Task description =
Copy the lines running from the line with "# draw the outline of every instance of the tree" to the line with "M 101 0 L 99", both included, without changing a single character.

Dataset extract =
────────────────────────────────────────
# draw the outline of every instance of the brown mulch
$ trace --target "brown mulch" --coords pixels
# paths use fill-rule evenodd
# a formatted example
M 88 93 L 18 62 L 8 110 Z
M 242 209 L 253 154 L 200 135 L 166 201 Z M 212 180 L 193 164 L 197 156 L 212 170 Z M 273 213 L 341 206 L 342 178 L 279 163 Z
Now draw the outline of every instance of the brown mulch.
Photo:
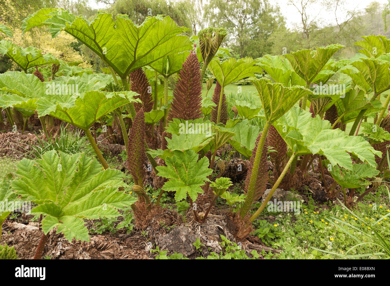
M 42 139 L 42 137 L 39 138 Z M 31 150 L 31 145 L 36 144 L 35 134 L 25 132 L 0 133 L 0 157 L 8 156 L 20 160 Z

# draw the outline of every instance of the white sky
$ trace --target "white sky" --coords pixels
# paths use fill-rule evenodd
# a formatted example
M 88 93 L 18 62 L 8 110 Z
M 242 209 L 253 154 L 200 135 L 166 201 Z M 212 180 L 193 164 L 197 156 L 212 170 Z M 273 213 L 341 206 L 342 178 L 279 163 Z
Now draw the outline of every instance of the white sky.
M 206 0 L 207 1 L 207 0 Z M 357 10 L 363 10 L 367 7 L 371 2 L 374 0 L 344 0 L 345 5 L 344 7 L 339 9 L 337 13 L 337 17 L 339 17 L 341 21 L 346 19 L 347 15 L 346 10 L 353 10 L 356 9 Z M 388 0 L 375 0 L 381 4 L 386 4 L 388 3 Z M 294 0 L 296 2 L 300 2 L 300 0 Z M 327 1 L 326 2 L 328 2 Z M 297 24 L 301 22 L 300 15 L 298 11 L 294 6 L 287 5 L 289 0 L 269 0 L 271 4 L 276 2 L 280 8 L 282 14 L 286 19 L 287 26 L 291 28 Z M 329 14 L 323 5 L 322 5 L 322 0 L 315 1 L 311 7 L 309 12 L 309 19 L 311 17 L 317 17 L 317 18 L 321 18 L 324 23 L 335 24 L 335 17 L 333 12 Z M 89 0 L 89 5 L 92 7 L 102 9 L 105 8 L 105 5 L 103 3 L 97 4 L 95 0 Z M 329 15 L 328 16 L 328 15 Z

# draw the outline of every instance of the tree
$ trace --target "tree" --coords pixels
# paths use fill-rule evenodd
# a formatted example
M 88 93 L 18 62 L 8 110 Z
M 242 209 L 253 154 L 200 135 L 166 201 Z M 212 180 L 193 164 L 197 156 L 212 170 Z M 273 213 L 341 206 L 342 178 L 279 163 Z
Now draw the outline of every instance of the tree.
M 101 0 L 99 2 L 105 3 Z M 192 28 L 191 21 L 187 13 L 183 12 L 188 5 L 183 1 L 174 2 L 169 0 L 117 0 L 109 6 L 108 11 L 114 15 L 128 15 L 138 25 L 148 16 L 167 15 L 179 26 Z
M 257 58 L 271 52 L 269 37 L 284 25 L 278 7 L 268 0 L 210 0 L 204 13 L 210 26 L 226 28 L 227 41 L 241 58 Z

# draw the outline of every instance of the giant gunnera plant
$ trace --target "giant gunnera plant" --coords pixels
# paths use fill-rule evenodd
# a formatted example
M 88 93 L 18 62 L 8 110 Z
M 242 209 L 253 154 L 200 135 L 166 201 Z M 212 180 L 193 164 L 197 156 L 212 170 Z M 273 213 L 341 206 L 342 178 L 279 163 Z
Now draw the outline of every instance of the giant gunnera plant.
M 70 242 L 89 241 L 85 219 L 117 217 L 117 210 L 130 207 L 136 200 L 119 190 L 124 184 L 120 171 L 102 168 L 85 154 L 53 150 L 41 159 L 23 159 L 17 167 L 12 190 L 36 205 L 32 214 L 43 217 L 43 233 L 35 259 L 41 258 L 49 233 L 55 228 Z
────────────────────────────────────────
Exercise result =
# draw the outline of every instance of the tree
$ trace --target "tree" --coords pixels
# paths use fill-rule evenodd
# a formatted example
M 88 93 L 18 62 L 8 110 Z
M 242 209 L 253 154 L 200 135 L 166 201 Z M 212 180 L 193 164 L 197 156 L 212 170 Z M 273 213 L 341 206 L 342 178 L 279 163 Z
Now draw the outline of every instance of the tree.
M 101 0 L 99 2 L 105 3 Z M 192 28 L 191 21 L 187 13 L 183 12 L 188 5 L 183 1 L 174 2 L 169 0 L 117 0 L 109 6 L 108 11 L 114 15 L 128 15 L 138 25 L 148 16 L 167 15 L 179 26 Z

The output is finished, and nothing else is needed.